--- begin ---

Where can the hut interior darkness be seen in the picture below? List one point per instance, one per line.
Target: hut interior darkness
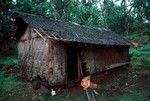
(60, 51)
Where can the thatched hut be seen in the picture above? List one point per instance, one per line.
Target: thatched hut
(62, 51)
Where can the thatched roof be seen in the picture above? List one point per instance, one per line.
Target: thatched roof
(73, 32)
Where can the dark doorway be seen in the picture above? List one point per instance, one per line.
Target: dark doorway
(72, 68)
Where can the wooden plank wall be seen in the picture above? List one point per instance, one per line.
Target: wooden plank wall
(100, 57)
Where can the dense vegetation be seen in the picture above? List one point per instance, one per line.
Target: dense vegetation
(130, 18)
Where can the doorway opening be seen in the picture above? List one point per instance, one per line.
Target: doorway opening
(72, 64)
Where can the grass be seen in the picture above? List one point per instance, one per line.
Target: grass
(12, 88)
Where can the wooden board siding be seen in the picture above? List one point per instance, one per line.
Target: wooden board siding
(40, 58)
(101, 57)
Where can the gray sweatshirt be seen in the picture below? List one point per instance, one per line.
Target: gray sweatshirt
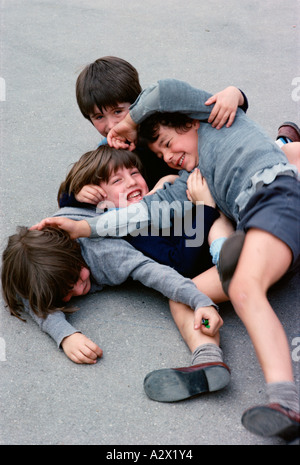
(235, 161)
(112, 261)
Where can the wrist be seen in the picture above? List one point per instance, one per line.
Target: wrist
(84, 229)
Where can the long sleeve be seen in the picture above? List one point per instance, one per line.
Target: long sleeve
(159, 207)
(104, 257)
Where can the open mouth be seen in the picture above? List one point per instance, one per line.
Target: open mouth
(134, 195)
(181, 159)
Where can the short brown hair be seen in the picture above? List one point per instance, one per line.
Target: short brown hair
(40, 266)
(106, 82)
(96, 166)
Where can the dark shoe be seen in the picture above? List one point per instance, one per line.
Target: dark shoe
(272, 420)
(229, 257)
(289, 130)
(173, 384)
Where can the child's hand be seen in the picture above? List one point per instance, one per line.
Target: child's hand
(75, 229)
(226, 103)
(123, 135)
(222, 227)
(214, 320)
(80, 349)
(91, 194)
(160, 184)
(198, 190)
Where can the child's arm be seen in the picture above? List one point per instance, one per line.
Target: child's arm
(226, 103)
(90, 194)
(170, 178)
(76, 229)
(80, 349)
(76, 346)
(197, 189)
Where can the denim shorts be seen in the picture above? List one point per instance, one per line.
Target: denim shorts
(275, 208)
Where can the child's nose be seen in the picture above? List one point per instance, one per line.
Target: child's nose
(130, 181)
(110, 123)
(167, 156)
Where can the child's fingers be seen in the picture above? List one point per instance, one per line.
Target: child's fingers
(45, 222)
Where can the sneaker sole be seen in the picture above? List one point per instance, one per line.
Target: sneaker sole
(171, 385)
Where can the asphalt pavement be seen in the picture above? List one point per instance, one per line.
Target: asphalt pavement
(45, 398)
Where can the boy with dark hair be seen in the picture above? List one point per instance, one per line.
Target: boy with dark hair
(252, 183)
(106, 88)
(73, 270)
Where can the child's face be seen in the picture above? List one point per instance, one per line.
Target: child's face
(178, 148)
(82, 286)
(125, 186)
(106, 119)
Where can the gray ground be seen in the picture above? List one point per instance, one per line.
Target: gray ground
(45, 398)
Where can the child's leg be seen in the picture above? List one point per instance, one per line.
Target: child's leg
(263, 261)
(208, 372)
(292, 152)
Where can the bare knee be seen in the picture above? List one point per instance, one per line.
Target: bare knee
(245, 293)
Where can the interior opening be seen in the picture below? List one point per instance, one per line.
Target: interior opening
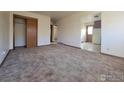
(20, 32)
(91, 33)
(24, 31)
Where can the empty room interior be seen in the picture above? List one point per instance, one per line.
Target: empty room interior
(61, 46)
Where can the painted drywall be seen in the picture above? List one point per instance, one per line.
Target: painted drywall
(113, 33)
(43, 27)
(4, 35)
(72, 29)
(20, 32)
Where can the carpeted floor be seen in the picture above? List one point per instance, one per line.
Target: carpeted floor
(60, 63)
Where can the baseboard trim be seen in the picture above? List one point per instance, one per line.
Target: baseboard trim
(4, 59)
(69, 45)
(111, 55)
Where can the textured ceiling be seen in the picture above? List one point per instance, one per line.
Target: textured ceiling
(55, 15)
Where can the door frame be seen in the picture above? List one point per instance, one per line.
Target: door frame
(24, 17)
(87, 32)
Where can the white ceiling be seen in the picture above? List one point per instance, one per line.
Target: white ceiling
(55, 15)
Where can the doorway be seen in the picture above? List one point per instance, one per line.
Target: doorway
(24, 31)
(92, 35)
(89, 33)
(53, 34)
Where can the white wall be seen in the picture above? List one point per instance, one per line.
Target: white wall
(20, 32)
(4, 34)
(43, 27)
(71, 29)
(113, 33)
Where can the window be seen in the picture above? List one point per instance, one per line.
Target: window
(90, 30)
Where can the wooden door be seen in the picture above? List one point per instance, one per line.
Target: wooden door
(31, 33)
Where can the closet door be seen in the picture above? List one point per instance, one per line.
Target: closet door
(31, 33)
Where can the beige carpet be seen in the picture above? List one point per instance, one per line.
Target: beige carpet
(60, 63)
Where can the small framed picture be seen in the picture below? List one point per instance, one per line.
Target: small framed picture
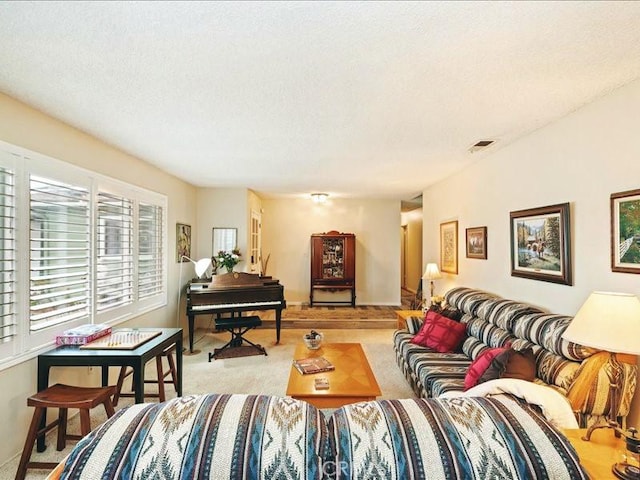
(540, 244)
(183, 242)
(449, 247)
(625, 231)
(476, 242)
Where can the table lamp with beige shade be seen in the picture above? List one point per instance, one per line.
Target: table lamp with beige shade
(611, 322)
(431, 273)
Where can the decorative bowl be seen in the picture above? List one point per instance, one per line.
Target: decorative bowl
(313, 341)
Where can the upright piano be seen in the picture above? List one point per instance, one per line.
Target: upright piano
(235, 293)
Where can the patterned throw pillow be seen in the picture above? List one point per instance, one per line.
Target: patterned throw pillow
(511, 364)
(440, 333)
(414, 324)
(479, 366)
(452, 313)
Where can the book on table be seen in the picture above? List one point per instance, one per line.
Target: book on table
(313, 365)
(83, 334)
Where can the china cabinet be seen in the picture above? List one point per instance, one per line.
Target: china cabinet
(333, 266)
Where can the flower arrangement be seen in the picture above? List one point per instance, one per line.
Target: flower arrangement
(228, 260)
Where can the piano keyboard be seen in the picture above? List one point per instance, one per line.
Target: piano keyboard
(234, 305)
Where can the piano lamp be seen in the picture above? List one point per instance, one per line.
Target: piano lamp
(201, 267)
(611, 322)
(431, 273)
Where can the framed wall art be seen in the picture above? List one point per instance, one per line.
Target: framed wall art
(625, 231)
(541, 245)
(476, 242)
(449, 247)
(183, 242)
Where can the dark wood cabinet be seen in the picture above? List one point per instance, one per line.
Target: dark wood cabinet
(333, 265)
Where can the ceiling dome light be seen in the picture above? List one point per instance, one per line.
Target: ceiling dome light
(319, 197)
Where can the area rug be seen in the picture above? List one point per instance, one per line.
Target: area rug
(306, 312)
(235, 352)
(266, 375)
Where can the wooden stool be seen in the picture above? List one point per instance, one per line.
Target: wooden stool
(61, 397)
(168, 352)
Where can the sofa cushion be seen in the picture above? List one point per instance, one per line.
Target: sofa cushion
(440, 333)
(206, 436)
(479, 366)
(511, 364)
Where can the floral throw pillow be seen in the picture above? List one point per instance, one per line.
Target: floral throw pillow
(440, 333)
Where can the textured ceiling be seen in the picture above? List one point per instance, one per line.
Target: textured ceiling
(374, 99)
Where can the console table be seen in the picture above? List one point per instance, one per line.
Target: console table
(598, 454)
(74, 356)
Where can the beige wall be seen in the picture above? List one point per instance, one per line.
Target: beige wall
(414, 264)
(25, 127)
(580, 159)
(287, 225)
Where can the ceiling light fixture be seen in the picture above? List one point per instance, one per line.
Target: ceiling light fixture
(480, 145)
(319, 197)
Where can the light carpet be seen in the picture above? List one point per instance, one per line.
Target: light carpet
(266, 375)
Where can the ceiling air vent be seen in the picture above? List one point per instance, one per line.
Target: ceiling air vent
(480, 145)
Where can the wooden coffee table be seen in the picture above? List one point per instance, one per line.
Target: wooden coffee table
(352, 381)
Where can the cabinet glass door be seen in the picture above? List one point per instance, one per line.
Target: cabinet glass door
(332, 258)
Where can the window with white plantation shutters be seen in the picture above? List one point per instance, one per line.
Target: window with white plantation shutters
(114, 268)
(7, 256)
(150, 250)
(59, 236)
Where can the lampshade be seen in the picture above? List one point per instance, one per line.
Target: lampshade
(319, 197)
(431, 272)
(201, 265)
(607, 321)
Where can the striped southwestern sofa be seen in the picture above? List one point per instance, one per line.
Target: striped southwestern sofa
(492, 322)
(233, 436)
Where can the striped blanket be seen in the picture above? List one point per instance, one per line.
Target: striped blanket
(458, 438)
(231, 436)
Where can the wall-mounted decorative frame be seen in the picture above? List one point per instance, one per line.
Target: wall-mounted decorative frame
(449, 247)
(476, 240)
(224, 239)
(625, 231)
(183, 242)
(541, 244)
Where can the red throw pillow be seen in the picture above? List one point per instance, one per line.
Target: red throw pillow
(479, 366)
(440, 333)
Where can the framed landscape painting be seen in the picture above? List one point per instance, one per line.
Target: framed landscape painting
(540, 244)
(476, 242)
(449, 247)
(625, 231)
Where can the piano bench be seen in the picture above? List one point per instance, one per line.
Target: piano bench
(237, 326)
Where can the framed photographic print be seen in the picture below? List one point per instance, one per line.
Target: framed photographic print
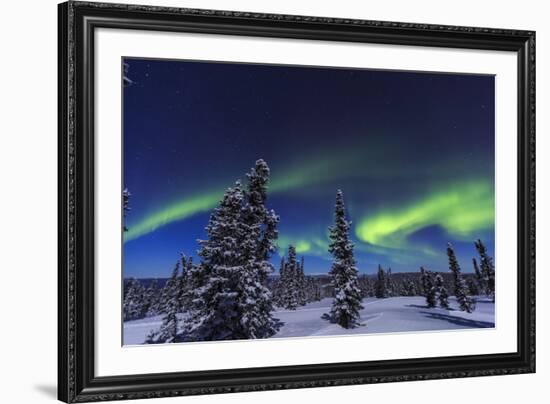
(255, 201)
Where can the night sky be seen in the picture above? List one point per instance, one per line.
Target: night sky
(412, 152)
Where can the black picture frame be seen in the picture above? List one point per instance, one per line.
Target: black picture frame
(76, 379)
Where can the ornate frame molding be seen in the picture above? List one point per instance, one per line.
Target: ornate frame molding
(76, 379)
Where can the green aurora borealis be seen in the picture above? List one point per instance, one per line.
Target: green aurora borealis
(411, 184)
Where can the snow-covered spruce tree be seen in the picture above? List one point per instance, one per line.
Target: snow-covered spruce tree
(229, 295)
(487, 269)
(424, 281)
(380, 286)
(481, 283)
(277, 290)
(214, 312)
(347, 295)
(184, 282)
(366, 287)
(442, 294)
(473, 287)
(290, 281)
(313, 289)
(411, 289)
(390, 287)
(133, 304)
(465, 302)
(258, 245)
(429, 288)
(125, 204)
(171, 297)
(152, 299)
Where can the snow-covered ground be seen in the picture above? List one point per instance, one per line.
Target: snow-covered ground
(396, 314)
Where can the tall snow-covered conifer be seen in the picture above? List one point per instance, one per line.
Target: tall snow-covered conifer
(347, 295)
(465, 302)
(290, 281)
(381, 284)
(487, 269)
(429, 287)
(134, 304)
(125, 205)
(229, 294)
(171, 306)
(442, 294)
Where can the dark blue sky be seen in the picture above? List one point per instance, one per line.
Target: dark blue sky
(412, 152)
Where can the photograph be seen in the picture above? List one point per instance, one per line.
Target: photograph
(299, 201)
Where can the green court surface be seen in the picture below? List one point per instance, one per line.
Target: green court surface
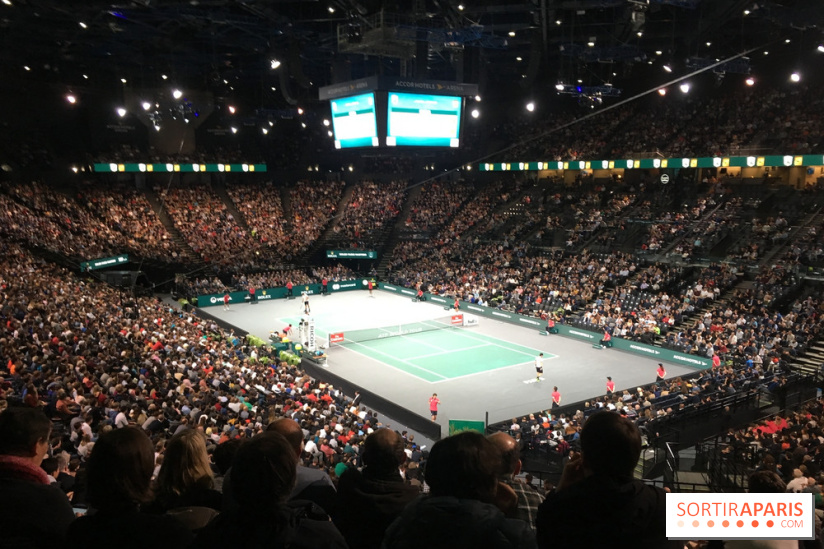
(446, 354)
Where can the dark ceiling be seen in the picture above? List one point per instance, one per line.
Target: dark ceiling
(226, 46)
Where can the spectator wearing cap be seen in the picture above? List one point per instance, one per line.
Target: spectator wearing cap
(311, 484)
(33, 513)
(261, 515)
(377, 491)
(528, 499)
(119, 484)
(460, 510)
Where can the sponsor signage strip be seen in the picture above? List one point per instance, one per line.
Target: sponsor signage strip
(148, 167)
(267, 294)
(104, 262)
(772, 161)
(659, 353)
(351, 254)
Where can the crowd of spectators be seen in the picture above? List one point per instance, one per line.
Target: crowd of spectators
(260, 206)
(129, 212)
(205, 154)
(436, 204)
(313, 206)
(95, 365)
(211, 230)
(369, 212)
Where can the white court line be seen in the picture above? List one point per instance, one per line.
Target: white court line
(396, 358)
(441, 349)
(410, 374)
(461, 332)
(447, 351)
(490, 370)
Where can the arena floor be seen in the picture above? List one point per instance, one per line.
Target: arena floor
(475, 370)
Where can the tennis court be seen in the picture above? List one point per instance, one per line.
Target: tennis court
(432, 350)
(488, 368)
(444, 354)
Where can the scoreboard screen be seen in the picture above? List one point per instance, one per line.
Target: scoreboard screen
(423, 120)
(354, 122)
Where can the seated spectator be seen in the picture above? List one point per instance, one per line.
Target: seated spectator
(458, 513)
(631, 513)
(185, 478)
(263, 476)
(528, 499)
(119, 483)
(33, 513)
(312, 484)
(377, 492)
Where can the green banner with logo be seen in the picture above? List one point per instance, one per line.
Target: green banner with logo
(209, 300)
(351, 254)
(104, 262)
(460, 425)
(658, 353)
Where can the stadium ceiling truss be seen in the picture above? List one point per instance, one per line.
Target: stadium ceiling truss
(229, 44)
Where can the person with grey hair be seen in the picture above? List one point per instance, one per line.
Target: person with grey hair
(263, 475)
(463, 509)
(377, 491)
(528, 499)
(33, 513)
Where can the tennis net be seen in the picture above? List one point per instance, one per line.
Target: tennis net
(398, 330)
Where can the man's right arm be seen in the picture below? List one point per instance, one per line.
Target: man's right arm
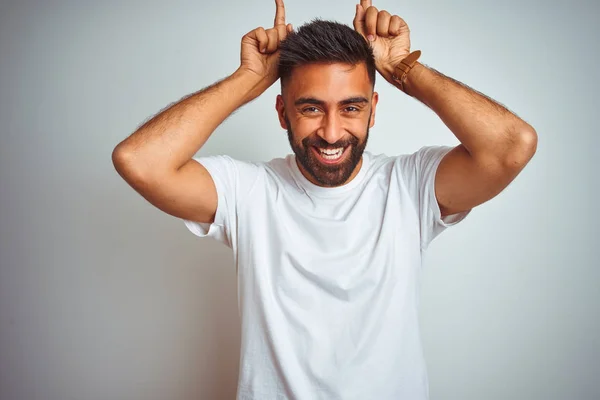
(156, 160)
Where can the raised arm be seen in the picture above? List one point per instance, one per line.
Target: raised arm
(156, 160)
(495, 143)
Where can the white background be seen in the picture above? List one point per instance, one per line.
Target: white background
(102, 296)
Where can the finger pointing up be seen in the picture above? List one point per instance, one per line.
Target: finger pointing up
(279, 13)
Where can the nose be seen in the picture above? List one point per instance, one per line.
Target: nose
(331, 128)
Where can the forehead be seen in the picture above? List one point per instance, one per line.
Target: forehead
(329, 82)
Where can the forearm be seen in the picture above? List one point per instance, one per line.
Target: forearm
(172, 137)
(482, 125)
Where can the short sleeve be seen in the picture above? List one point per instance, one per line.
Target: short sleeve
(418, 172)
(233, 181)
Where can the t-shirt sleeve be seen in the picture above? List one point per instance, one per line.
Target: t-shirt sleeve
(233, 181)
(418, 171)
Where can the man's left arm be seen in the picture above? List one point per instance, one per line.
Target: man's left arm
(495, 145)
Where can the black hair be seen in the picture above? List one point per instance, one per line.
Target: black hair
(322, 41)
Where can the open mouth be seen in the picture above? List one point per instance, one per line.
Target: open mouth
(331, 156)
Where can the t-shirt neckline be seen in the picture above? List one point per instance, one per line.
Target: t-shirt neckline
(322, 191)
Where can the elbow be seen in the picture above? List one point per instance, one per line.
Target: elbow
(126, 164)
(522, 150)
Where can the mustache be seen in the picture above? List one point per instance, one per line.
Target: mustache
(323, 144)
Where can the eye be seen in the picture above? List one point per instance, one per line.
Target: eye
(310, 110)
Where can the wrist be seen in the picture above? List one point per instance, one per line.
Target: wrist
(251, 83)
(405, 68)
(408, 86)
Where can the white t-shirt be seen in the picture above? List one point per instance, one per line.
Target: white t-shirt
(328, 278)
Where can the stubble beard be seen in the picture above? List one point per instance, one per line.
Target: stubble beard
(328, 175)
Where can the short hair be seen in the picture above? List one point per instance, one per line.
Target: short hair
(321, 41)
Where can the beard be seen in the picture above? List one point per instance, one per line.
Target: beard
(328, 175)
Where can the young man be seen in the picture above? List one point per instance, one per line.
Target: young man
(328, 241)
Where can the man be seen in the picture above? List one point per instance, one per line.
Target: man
(328, 242)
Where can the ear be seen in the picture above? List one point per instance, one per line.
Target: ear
(374, 100)
(280, 107)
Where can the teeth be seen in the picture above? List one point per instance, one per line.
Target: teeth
(331, 154)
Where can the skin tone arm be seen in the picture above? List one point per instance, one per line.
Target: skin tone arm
(156, 160)
(495, 144)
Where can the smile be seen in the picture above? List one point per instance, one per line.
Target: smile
(330, 156)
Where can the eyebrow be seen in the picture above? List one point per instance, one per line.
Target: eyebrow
(317, 102)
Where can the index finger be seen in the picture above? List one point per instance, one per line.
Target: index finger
(279, 13)
(365, 4)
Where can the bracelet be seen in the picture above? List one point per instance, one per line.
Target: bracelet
(401, 71)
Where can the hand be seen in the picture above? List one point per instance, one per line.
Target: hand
(260, 47)
(388, 35)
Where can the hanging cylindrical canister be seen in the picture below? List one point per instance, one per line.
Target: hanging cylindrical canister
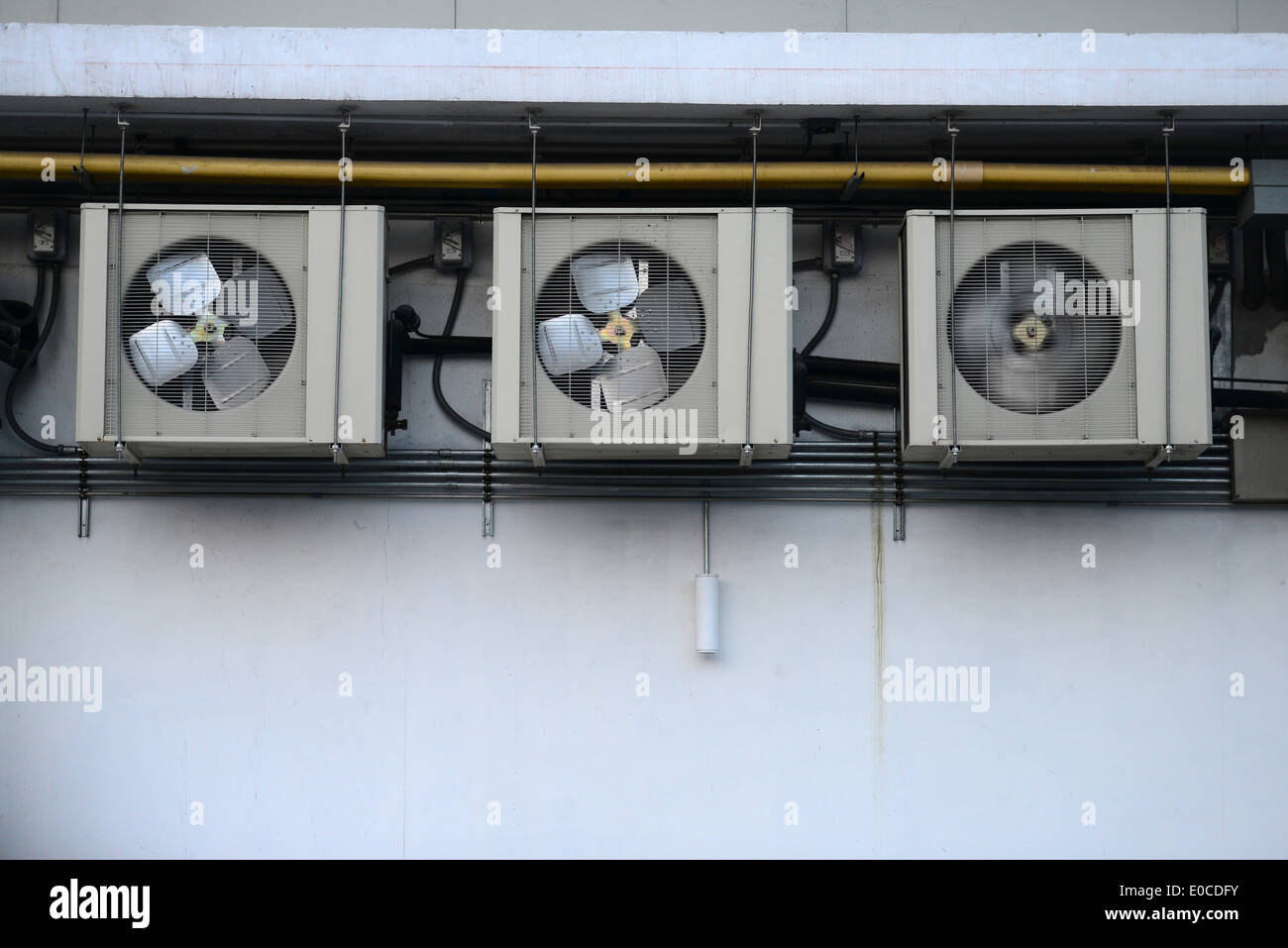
(706, 596)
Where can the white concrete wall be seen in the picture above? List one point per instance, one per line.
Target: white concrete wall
(518, 685)
(832, 16)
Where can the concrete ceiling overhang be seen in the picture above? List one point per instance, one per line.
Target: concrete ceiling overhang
(462, 71)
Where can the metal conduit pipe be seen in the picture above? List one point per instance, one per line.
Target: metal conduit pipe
(814, 472)
(975, 175)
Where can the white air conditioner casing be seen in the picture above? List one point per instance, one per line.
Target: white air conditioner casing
(267, 381)
(687, 321)
(1030, 377)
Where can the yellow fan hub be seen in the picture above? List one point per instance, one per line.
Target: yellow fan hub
(617, 331)
(1030, 333)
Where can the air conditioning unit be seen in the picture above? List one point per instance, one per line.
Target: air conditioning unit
(219, 334)
(630, 337)
(1046, 337)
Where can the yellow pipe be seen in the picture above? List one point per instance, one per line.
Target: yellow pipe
(971, 175)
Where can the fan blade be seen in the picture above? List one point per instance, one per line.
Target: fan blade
(162, 352)
(256, 301)
(183, 285)
(632, 378)
(670, 316)
(568, 344)
(235, 373)
(604, 282)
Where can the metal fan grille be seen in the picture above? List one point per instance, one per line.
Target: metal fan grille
(658, 274)
(249, 380)
(1033, 329)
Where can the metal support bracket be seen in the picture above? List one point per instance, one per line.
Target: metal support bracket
(78, 170)
(539, 455)
(336, 451)
(120, 291)
(488, 522)
(82, 492)
(900, 507)
(748, 451)
(1168, 128)
(952, 273)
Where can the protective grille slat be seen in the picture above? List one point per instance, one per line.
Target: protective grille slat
(625, 314)
(1034, 327)
(210, 340)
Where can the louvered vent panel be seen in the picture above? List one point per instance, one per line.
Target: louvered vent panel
(1034, 326)
(625, 313)
(215, 314)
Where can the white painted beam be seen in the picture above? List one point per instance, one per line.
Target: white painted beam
(222, 64)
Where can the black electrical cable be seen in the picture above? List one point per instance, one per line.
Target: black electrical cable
(841, 433)
(438, 363)
(827, 320)
(411, 265)
(31, 357)
(9, 317)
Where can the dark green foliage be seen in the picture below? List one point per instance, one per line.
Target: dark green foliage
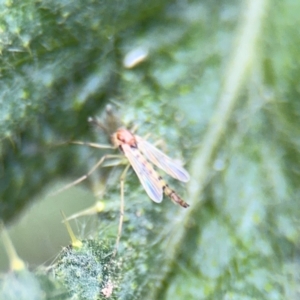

--- end ---

- _Short exercise_: Copy word for word the records starting at the line that contains "Where can the protective" and ending at the end of the records, with both ends included. Leave the pictures out of your answer.

- _Solution below_:
Where can the protective grille slat be seen in the picture above? List one point per instance, one per line.
Target: protective grille slat
(625, 314)
(1034, 327)
(210, 340)
Where can the louvered vent panel be seen in the picture above? List one point per instance, one per line.
Target: louvered vent panel
(1034, 326)
(625, 313)
(215, 314)
Where can the white painted beam be seen in the picture above? List one point per instance, one per line.
Target: white painted beam
(222, 64)
Where can the black electrical cable be seen in the picture above? List one point per instance, one per line.
Target: black electrical cable
(841, 433)
(438, 363)
(827, 320)
(411, 265)
(31, 357)
(9, 317)
Where can the dark green foliage be seen in the picture below? List one point per instance, one per line.
Target: dark green foliage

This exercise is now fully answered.